Задания:
A – С какого времени, согласно тексту об Островском, врачи признали состояние Агафьи Ивановны безнадежным?
B – Продолжите текст об Островском, начав сразу после его последнего предложения.

Трудные времена для нее настали с осени рокового 1859 года, когда начались репетиции «Грозы» в Малом театре… Агафья Ивановна поняла, что тихая семейная жизнь с той поры кончилась. Александр замкнулся, стал неразговорчив, элегантно одевался и на долгие вечера уезжал из дому. Ведь он сделал Косицкой предложение и не мог не сказать об этом Гане. А Косицкая-Никулина, поверившая в силу его любви и не испытывая столь же сильного ответного чувства, привела важный довод против их союза: «Я не хочу отнимать любви вашей ни у кого» — это было прямое напоминание Островскому о его семейном долге, об обязанности перед Агафьей Ивановной…
Все это Ганя вынесла молча, по-прежнему заботясь о муже как о малом дитяти, а глухая внутренняя боль не утихала ни днем, ни ночью. Островский испытывал к ней такую глубокую жалость, что радости встреч с артисткой омрачались и положение порой казалось безвыходным. Огромным усилием воли Островский заставил себя наконец отдалиться от любимой актрисы, погасить любовь. Возникшую сердечную пустоту со временем заполнило новое чувство…
Узнав, что Александр Николаевич полюбил Машу Бахметьеву, сама Агафья Ивановна предложила мужу узаконить эти отношения, предоставляла ему полную свободу от всяких обязательств по отношению к ней самой. «Только Алешеньку не обижайте», — просила она уже незадолго перед концом. Но Островский и слышать не хотел ни о какой «свободе», и чем слабее становилось здоровье жены, тем тревожнее делались его письма к брату Михаилу Николаевичу, Феде Бурдину и другим близким людям. То его мучает страх: «Агафья Ивановна плоха», «Агафье Ивановне хуже», то звучит в этих письмах воскресшая надежда: «Агафье Ивановне полегчало», «Здоровье Агафьи Ивановны удовлетворительно»… Весь поглощенный своим трудом над новыми пьесами и постановкой прежних, Островский работает через силу и тяжело озабочен болезнью Агафьи Ивановны. Ее состояние с сентября 1866 года врачи признали безнадежным.
И вот в этих-то трудных условиях переживает он, однако, необычайный творческий подъем. После возвращения из-за границы, одолевая все невзгоды, он добивается будто вовсе невозможного! Все новые замыслы обретают плоть и кровь под его пером. Он учит артистов углубляться в смысл пьесы и отдельных образов, сам читает им свои произведения, чего до него никто не делал в русском театре! Он достигает более строгой дисциплины в театре, точнее выявляет актерские амплуа в соответствии с характерами и личностями исполнителей. Островский сумел внушить им, что театр — это особенное, волшебное зеркало реальной жизни, своего рода художественная школа для народа.
Все это чем далее, тем более становилось азбукой, и в нашем XX веке «театр начинается с вешалки», а режиссура, в которой непременно участвуют и ведущие актеры (Бабочкин, Ильинский, Хмелев, Яншин), становятся на один творческий уровень с драматургией. Но нам, людям XX века, надо помнить, что именно Островский стал первым вводить эти принципы на русскую сцену, поднимая тогдашних малообразованных актеров и актрис до уровня собственных творений! В этом он, бесспорно, пионер в русском театре!

Исходные записи:
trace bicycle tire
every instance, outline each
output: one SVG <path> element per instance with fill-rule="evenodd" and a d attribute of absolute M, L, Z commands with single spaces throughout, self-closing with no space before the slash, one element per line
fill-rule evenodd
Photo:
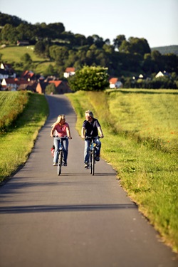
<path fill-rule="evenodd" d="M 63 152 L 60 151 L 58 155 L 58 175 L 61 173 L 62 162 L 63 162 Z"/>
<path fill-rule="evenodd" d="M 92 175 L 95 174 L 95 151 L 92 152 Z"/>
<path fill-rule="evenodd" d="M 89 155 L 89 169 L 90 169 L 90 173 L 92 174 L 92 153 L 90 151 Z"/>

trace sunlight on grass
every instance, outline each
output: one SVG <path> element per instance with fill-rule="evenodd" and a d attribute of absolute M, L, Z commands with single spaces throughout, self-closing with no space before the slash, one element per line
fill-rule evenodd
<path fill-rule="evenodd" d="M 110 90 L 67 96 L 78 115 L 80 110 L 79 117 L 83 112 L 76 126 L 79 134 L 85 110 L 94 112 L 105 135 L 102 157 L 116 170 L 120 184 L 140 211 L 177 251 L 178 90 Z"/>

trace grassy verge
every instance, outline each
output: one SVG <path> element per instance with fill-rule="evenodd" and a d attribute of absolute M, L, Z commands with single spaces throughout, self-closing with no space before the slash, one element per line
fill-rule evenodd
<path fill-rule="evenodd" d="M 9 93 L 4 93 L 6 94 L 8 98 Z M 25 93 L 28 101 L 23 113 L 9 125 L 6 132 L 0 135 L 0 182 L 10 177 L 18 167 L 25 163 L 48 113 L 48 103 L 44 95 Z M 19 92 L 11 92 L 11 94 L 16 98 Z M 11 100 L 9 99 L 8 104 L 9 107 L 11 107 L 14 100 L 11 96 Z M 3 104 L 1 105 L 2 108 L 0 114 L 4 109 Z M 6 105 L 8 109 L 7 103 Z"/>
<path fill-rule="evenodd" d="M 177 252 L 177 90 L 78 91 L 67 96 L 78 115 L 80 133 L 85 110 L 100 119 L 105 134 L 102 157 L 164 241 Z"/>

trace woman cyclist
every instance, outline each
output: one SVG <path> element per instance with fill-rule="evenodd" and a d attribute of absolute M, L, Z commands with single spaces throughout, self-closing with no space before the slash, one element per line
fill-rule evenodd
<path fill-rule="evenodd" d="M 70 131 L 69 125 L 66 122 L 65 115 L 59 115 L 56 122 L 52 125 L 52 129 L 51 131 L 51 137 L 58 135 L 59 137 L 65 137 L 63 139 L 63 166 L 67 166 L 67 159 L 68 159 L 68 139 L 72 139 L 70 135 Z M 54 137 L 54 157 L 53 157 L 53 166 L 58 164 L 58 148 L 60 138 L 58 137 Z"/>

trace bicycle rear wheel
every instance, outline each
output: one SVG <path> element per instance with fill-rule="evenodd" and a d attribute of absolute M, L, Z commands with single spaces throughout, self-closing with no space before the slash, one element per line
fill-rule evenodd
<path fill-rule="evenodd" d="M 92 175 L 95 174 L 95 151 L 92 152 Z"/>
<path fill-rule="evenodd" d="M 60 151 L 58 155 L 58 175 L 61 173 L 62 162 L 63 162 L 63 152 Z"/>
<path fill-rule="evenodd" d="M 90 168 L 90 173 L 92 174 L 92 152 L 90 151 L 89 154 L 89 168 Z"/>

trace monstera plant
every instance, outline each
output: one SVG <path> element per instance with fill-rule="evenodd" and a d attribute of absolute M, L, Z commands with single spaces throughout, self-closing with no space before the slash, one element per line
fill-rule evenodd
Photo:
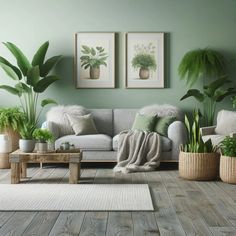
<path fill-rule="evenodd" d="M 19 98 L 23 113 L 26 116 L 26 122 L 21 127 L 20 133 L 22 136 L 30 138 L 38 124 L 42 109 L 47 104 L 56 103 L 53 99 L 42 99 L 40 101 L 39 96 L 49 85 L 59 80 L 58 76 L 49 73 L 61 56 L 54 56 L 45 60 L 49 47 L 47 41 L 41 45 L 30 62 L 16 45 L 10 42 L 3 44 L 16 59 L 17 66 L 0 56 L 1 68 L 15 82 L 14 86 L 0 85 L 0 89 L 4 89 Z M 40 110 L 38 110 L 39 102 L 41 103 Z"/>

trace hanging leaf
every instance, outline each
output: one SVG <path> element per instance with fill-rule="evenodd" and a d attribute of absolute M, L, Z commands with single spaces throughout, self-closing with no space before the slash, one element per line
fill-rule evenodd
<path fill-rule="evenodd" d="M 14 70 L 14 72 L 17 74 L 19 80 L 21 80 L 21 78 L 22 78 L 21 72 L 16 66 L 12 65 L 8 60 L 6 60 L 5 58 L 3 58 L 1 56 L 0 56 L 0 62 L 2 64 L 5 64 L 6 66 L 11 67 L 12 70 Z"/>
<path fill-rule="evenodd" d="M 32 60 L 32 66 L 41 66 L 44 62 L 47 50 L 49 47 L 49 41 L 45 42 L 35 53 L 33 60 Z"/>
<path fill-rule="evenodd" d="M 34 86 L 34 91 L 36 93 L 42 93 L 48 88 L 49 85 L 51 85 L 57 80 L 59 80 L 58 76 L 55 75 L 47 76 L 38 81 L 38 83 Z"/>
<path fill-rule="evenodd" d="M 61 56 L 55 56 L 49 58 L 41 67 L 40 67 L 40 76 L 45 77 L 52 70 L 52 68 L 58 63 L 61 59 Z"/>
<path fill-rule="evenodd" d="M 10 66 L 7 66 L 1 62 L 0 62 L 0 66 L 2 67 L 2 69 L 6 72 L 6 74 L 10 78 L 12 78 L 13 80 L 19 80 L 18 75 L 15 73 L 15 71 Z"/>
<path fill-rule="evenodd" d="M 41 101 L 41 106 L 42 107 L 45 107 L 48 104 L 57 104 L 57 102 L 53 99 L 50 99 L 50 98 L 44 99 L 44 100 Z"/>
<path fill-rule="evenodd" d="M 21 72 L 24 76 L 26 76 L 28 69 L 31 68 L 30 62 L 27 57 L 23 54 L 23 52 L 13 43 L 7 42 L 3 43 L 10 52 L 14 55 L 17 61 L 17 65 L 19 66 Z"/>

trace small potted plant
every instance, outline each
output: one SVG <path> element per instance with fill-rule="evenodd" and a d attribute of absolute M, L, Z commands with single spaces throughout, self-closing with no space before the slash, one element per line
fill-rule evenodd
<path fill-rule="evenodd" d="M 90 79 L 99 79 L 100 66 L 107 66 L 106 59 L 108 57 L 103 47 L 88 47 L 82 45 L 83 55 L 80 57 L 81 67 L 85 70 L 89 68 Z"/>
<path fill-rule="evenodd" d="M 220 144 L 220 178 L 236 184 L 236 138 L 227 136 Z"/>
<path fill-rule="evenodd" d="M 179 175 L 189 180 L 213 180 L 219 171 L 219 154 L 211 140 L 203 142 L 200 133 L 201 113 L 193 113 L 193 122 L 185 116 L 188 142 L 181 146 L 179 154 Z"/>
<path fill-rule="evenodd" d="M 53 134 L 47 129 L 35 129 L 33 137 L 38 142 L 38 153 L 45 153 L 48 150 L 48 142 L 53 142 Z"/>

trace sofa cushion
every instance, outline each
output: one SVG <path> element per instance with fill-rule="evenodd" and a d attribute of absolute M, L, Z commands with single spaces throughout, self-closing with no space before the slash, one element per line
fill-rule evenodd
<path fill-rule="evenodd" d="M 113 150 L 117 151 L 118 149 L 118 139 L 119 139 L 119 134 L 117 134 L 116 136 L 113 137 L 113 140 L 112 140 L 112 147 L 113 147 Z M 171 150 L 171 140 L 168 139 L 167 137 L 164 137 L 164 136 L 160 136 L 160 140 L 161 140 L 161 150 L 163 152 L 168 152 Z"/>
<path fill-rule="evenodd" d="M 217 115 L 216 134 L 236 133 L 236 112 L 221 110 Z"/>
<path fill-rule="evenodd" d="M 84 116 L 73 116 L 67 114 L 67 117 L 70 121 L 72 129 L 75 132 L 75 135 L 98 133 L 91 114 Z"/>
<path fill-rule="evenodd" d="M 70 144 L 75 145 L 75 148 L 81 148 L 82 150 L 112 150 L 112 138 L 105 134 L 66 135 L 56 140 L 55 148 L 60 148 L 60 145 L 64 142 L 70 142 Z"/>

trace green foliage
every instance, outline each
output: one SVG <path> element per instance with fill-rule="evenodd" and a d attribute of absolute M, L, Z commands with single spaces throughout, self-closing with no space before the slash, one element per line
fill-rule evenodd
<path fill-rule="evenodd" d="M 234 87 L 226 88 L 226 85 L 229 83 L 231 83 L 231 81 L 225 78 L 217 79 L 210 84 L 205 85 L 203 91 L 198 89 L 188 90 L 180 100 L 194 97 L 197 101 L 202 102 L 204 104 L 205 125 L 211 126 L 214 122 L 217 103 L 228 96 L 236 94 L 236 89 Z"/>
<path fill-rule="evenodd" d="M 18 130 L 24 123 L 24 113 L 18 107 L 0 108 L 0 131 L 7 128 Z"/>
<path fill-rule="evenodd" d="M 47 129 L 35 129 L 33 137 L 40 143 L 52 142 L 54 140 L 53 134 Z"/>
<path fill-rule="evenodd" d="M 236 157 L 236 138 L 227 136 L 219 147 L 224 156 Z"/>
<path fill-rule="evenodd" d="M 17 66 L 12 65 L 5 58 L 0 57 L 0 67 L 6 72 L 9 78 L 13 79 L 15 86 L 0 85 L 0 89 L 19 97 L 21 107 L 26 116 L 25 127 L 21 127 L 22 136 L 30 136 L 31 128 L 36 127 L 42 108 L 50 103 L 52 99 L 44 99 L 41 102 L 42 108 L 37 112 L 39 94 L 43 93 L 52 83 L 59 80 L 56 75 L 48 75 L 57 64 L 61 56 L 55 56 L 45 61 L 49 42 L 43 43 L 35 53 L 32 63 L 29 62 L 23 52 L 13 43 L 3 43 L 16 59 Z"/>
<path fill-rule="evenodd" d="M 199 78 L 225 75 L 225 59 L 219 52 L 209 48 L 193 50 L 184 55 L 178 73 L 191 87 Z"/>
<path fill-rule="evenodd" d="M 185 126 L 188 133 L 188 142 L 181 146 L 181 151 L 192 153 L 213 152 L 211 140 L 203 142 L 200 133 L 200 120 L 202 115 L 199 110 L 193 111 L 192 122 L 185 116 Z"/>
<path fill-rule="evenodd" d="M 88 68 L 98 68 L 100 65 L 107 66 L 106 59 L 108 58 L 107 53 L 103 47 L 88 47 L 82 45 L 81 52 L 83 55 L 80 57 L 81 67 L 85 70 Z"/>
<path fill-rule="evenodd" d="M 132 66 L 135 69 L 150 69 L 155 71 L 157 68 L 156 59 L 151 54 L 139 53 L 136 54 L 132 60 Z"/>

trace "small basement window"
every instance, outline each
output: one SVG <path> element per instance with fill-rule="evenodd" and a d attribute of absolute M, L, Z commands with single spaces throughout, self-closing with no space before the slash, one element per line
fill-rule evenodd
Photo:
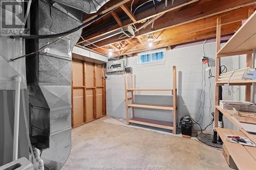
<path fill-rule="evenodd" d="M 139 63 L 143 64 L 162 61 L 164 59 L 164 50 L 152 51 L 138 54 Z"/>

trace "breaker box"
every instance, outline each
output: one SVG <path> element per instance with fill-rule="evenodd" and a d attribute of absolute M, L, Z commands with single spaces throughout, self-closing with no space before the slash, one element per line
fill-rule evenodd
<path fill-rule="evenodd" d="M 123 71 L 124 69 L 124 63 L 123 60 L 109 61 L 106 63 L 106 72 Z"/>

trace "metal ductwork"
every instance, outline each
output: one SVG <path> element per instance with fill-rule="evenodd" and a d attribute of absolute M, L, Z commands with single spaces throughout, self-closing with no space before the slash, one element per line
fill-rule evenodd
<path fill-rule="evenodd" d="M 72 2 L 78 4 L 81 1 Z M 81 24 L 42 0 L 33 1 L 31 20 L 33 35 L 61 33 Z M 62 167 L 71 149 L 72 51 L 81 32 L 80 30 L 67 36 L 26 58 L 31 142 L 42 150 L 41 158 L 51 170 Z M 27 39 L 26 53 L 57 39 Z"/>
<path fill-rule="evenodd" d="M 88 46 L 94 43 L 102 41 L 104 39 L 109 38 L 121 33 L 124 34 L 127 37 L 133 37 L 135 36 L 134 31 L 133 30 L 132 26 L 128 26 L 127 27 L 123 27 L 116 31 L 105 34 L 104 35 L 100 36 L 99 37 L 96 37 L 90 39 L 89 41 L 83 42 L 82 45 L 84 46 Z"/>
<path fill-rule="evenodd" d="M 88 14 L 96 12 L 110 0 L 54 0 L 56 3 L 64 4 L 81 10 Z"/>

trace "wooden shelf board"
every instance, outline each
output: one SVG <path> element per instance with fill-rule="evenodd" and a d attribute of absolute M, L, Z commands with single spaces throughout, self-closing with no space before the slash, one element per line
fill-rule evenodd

Ответы по заданиям:
A – С сентября 1866 года.

B –
Может показаться странным, что поездка по Европе, глубокое чувство наслаждения, сердечного трепета, испытанное им перед полотнами мастеров итальянского Возрождения в Венеции, Флоренции, Римс (особенно потрясло Островского творчество Рафаэля), нашло прямое отражение только в дневниках и письмах. Что же до художественного воплощения этих глубинных душевных переживаний русского драматурга, то в его пьесы эти впечатления вошли лишь косвенно, оставив в них все же приметный след.
Случайно ли, что именно в Италии, стране горных пиний и мировых шедевров искусства, родились и «Мертвые души», писались целые части «Былого и дум», возникали лучшие страницы тургеневской прозы? Произведения эти — истинно русские, глубоко национальные и по краскам, и по духовной сущности, и по настроению. Вещи, проникнутые любовью к российскому отечеству, острой тоской по нему и болью за пего! Видно, самый воздух свободолюбивой Италии помогал вдохновению!
Такой же порыв к творчеству, притом именно «о своем» и «для своих», испытал, воротившись в Россию, и Александр Островский.
Он как бы обрел на берегах Тибра, а затем Сены и Темзы ту уверенность, которую еще не полностью ощущал в себе на берегах Яузы и Невы. Там, на Западе, он познакомился воочию с работами десятков европейских театров и убедился, что лучшим актерам Запада «далеко до Мочалова», а миланская онера по убранству намного уступает московской, что сценической серятины, скуки и пошлости на Западе побольше, чем у нас. Об этом с увлечением говорил драматургу Александр Герцен в дни пребывания Островского в Орсет-хаузе:
— Вы, Александр Николаевич, проникли в глубочайшие тайны неевропеизированной русской жизни и внезапно бросили луч света в неведомую душу русской женщины, этой молчальницы, задыхающейся в тисках неумолимой, полудикой жизни патриархальной семьи! А здесь, в Европе, особенно во Франции, еле-еле пробиваются ростки сценической правды, соотносимой с правдой подлинной жизни.
И Островский, радуясь одобрению такого критика, охотно соглашался, что русская драматургия стоит на верном пути…
В 1862 году в Петербурге был обновлен плафон Александрийского театра. Вокруг потолочного люка, куда уходила главная люстра перед началом сценического действия, живописец изобразил четыре портрета лучших российских драматургов. Первые три — Фонвизин, Грибоедов, Гоголь. Четвертым стал Александр Островский. Этот акт признания подчеркивал, что между тремя покойными классиками и живым драматургом проведена как бы черта равенства. Так отметили газеты повое оформление театрального плафона в императорском Александрипском.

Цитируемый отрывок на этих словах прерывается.